## Complete the following
1) Summarize the passage on the word "dinkus" in two sentences.
2) Answer these questions from the passage on the word "dinkus":
(a) Why, according to the writer, will dictionary definitions fail to match many of Scrivener's words?
(b) Which phrase does the writer call the operative one?
(c) Which dictionary does the writer say never mentions the word?
3) Reproduce word for word the part of the passage on the word "dinkus" between "Of all the profound" and "their instructional material.", inclusive.

>> START Source text

Of all the profound things he said, this is among the most profound.

You also don’t need a dictionary to get a definition.

For instance, Scrivener knew that they needed to create a large number of buzzwords so that they could define the things that they are talking about in their instructional material.

Certainly nothing wrong with that, it was something that was necessary. But if you try to look many of those words up in a dictionary, you won’t find definitions that match their definition.

That is because the general world is not focused on writing or writing programs and how they work. Scrivener has to be.

And they are free to define this concept using whatever term they feel works for them. They don’t have to use the term ‘dinkus’, and they probably haven’t. They don’t need to. It’s somewhat out of the scope of what Scrivener is all about.

My best guess is it was very likely just a throwaway word that some a famous writer began using, that caught on. The operative phrase there is ‘caught on’. Because it did. And it is the commonly accepted definition among those in the writing world.

I’m the last person to say that you can ‘go to the Internet and get the truth’, but you can go to the Internet and get countless explanations as to what the word 'dinkus’means.

And pretty much all of them are going to be the same, and pretty much all of them are going to support that concept directly, and faithfully.

So ‘dinkus’ means exactly what I said in my original post. Simply because Merriam-Webster never mentions it, in no way indicates that that is not the definition accepted by those of us who are focused on the world of writing and literature. In the world of literature, it is most definitely the definition, and the Internet is just one more way to prove that, because nearly everything on the Internet supports that idea.

>> END Source text
>> START Records

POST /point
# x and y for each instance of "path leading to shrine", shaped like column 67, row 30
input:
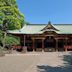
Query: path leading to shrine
column 36, row 62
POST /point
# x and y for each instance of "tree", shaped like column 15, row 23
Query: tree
column 10, row 14
column 10, row 18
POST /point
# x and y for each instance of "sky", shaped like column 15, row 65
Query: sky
column 42, row 11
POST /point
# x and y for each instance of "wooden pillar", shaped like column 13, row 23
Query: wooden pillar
column 42, row 44
column 66, row 43
column 24, row 40
column 56, row 44
column 33, row 45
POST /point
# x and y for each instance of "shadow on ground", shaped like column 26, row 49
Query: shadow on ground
column 66, row 68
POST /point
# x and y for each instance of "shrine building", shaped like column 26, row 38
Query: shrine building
column 45, row 37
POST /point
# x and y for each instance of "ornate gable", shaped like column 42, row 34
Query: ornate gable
column 50, row 27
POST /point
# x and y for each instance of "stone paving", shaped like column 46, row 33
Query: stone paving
column 33, row 62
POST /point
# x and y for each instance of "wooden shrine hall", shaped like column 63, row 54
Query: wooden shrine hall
column 45, row 37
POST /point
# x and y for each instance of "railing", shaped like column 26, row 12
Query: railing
column 17, row 47
column 66, row 47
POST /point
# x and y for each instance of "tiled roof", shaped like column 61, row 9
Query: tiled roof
column 37, row 29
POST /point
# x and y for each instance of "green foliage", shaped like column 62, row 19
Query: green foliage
column 12, row 40
column 10, row 14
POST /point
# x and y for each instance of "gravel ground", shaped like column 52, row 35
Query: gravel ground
column 34, row 62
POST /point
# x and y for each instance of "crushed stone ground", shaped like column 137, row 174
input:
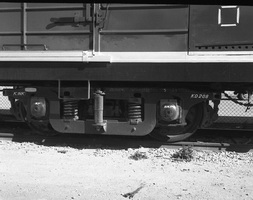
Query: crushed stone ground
column 37, row 172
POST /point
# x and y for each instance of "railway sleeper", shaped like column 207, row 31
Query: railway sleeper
column 166, row 114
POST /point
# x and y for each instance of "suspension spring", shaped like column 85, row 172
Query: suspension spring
column 135, row 111
column 70, row 109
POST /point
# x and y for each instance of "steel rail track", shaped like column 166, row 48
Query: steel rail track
column 19, row 132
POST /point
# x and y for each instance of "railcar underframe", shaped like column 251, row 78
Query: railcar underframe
column 123, row 69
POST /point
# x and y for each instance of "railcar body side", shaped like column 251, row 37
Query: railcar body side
column 129, row 69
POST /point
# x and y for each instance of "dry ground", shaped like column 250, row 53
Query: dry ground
column 37, row 172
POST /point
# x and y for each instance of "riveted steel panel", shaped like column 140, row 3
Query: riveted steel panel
column 58, row 26
column 221, row 28
column 140, row 27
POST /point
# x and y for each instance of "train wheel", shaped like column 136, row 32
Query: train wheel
column 178, row 133
column 42, row 128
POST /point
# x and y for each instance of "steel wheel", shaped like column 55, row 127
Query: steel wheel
column 178, row 133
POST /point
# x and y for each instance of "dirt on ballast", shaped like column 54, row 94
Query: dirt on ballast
column 37, row 172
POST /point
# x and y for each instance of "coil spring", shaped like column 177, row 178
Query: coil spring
column 134, row 110
column 70, row 109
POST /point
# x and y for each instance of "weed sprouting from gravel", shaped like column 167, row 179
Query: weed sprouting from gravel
column 184, row 154
column 138, row 155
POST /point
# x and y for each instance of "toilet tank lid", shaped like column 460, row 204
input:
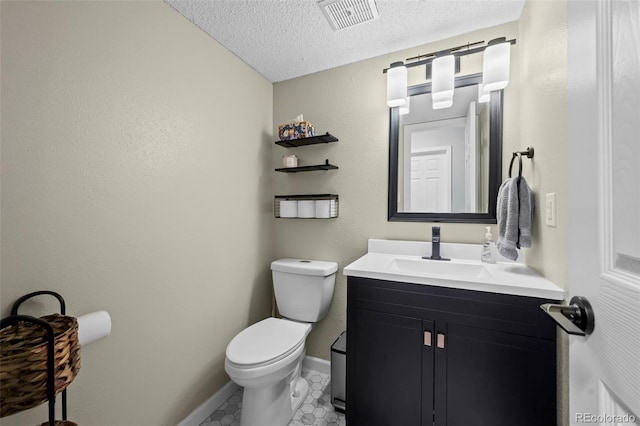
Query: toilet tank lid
column 304, row 267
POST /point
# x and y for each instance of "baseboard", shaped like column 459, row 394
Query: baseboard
column 318, row 364
column 210, row 405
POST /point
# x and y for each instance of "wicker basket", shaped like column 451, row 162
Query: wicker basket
column 23, row 362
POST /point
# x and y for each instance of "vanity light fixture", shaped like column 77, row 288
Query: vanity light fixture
column 495, row 64
column 443, row 80
column 482, row 95
column 404, row 109
column 442, row 103
column 496, row 61
column 397, row 85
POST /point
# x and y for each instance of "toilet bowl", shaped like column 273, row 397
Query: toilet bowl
column 266, row 358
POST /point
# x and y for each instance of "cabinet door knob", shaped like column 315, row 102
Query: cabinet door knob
column 440, row 342
column 427, row 338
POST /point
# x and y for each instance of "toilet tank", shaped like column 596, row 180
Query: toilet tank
column 303, row 288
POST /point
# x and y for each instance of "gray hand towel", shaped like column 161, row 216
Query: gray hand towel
column 525, row 215
column 508, row 219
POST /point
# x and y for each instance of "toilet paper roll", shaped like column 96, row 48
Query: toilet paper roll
column 323, row 209
column 93, row 327
column 288, row 208
column 307, row 208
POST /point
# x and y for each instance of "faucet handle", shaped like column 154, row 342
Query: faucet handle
column 435, row 233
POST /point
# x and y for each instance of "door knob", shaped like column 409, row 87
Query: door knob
column 575, row 318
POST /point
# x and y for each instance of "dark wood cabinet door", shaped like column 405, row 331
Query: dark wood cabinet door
column 495, row 379
column 387, row 370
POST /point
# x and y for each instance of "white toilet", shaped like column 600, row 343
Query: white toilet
column 266, row 358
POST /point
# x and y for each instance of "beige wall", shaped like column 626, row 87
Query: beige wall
column 136, row 178
column 350, row 103
column 543, row 124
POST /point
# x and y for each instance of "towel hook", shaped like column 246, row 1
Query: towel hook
column 516, row 154
column 528, row 152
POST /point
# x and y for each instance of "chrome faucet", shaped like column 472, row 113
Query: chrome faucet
column 435, row 245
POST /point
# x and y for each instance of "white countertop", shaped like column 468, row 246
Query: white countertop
column 504, row 277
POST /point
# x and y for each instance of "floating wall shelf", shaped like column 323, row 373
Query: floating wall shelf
column 325, row 166
column 292, row 143
column 312, row 206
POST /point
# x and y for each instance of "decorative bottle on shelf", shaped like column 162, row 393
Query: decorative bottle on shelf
column 489, row 251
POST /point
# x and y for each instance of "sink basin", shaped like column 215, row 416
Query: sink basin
column 401, row 261
column 438, row 267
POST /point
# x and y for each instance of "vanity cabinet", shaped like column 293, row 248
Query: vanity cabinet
column 426, row 355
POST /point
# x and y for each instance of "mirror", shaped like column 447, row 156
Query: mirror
column 445, row 164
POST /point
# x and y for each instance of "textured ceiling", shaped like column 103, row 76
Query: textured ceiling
column 284, row 39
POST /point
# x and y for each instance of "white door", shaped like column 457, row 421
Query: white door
column 431, row 180
column 604, row 208
column 471, row 160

>> END Records

## Worked solutions
1) The writer argues that a definition does not require a dictionary: Scrivener created many buzzwords for its instructional material whose meanings dictionaries do not match, because the general world is not focused on writing programs. The writer holds that "dinkus" probably caught on as a throwaway word among writers, that the explanations found on the Internet support the same meaning, and that Merriam-Webster's silence does not show that meaning is not the one accepted in the world of writing and literature.

2)
(a) The general world is not focused on writing or writing programs and how they work.
(b) "Caught on."
(c) Merriam-Webster.

3)
Of all the profound things he said, this is among the most profound.

You also don’t need a dictionary to get a definition.

For instance, Scrivener knew that they needed to create a large number of buzzwords so that they could define the things that they are talking about in their instructional material.